▸ **What you are asked to do**
From the records below, copy out each line that has the word "patch".

◇ ◇ ◇ ◇ ◇

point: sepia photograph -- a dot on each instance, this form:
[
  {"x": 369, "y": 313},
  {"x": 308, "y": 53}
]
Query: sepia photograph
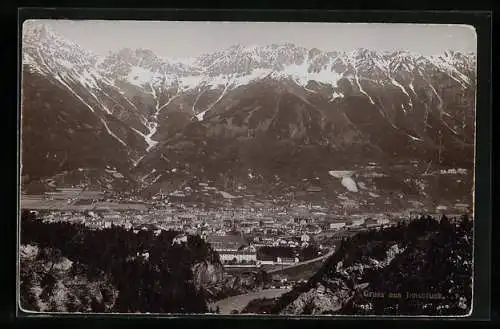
[{"x": 246, "y": 168}]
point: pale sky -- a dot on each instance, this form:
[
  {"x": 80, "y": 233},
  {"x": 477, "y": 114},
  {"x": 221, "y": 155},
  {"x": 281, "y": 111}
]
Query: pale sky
[{"x": 190, "y": 39}]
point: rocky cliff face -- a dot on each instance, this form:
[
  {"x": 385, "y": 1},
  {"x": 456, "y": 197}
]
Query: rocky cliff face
[
  {"x": 277, "y": 110},
  {"x": 330, "y": 293},
  {"x": 53, "y": 283},
  {"x": 207, "y": 274}
]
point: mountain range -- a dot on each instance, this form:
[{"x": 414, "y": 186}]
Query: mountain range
[{"x": 256, "y": 115}]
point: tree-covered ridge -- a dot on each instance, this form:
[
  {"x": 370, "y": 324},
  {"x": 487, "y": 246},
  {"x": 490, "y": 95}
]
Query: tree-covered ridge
[
  {"x": 152, "y": 272},
  {"x": 51, "y": 282},
  {"x": 428, "y": 262}
]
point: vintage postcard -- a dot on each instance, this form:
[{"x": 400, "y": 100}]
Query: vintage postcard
[{"x": 247, "y": 168}]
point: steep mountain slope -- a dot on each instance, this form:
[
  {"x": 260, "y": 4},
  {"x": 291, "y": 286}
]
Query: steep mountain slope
[{"x": 147, "y": 272}]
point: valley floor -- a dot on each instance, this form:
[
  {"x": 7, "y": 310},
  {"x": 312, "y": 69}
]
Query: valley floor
[{"x": 239, "y": 302}]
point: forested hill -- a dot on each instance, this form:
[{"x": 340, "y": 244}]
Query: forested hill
[
  {"x": 152, "y": 273},
  {"x": 420, "y": 268}
]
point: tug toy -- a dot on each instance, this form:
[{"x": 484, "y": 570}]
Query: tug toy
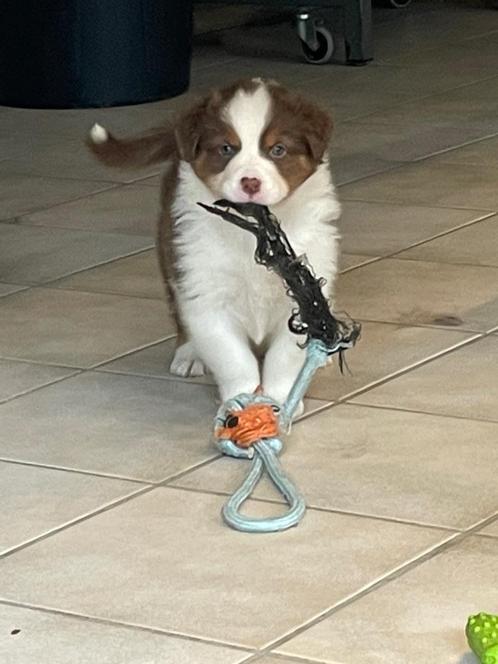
[
  {"x": 482, "y": 635},
  {"x": 248, "y": 425}
]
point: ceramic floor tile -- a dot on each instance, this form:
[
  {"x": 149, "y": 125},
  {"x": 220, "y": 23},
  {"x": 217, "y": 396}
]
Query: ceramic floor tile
[
  {"x": 19, "y": 377},
  {"x": 476, "y": 245},
  {"x": 462, "y": 383},
  {"x": 51, "y": 129},
  {"x": 409, "y": 33},
  {"x": 36, "y": 500},
  {"x": 479, "y": 153},
  {"x": 276, "y": 660},
  {"x": 182, "y": 582},
  {"x": 78, "y": 329},
  {"x": 382, "y": 350},
  {"x": 20, "y": 194},
  {"x": 491, "y": 530},
  {"x": 377, "y": 229},
  {"x": 419, "y": 617},
  {"x": 58, "y": 157},
  {"x": 137, "y": 275},
  {"x": 364, "y": 460},
  {"x": 7, "y": 289},
  {"x": 470, "y": 106},
  {"x": 348, "y": 261},
  {"x": 477, "y": 55},
  {"x": 363, "y": 145},
  {"x": 431, "y": 182},
  {"x": 421, "y": 293},
  {"x": 47, "y": 638},
  {"x": 155, "y": 362},
  {"x": 118, "y": 425},
  {"x": 132, "y": 209},
  {"x": 35, "y": 255}
]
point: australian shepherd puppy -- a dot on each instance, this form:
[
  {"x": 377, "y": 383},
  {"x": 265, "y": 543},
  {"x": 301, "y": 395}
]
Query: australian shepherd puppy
[{"x": 251, "y": 141}]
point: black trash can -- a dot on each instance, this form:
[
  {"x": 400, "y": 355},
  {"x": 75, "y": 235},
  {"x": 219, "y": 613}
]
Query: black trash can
[{"x": 93, "y": 53}]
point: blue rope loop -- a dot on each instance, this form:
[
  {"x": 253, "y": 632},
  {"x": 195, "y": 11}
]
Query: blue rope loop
[{"x": 264, "y": 455}]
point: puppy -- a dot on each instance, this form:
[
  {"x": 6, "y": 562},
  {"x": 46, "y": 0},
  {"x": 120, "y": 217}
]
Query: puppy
[{"x": 252, "y": 141}]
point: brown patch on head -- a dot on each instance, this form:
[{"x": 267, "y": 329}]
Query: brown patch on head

◇ ◇ ◇ ◇ ◇

▸ **Answer to the problem**
point: brown patch on head -- a dot on each instance, this form:
Query: brown patch on head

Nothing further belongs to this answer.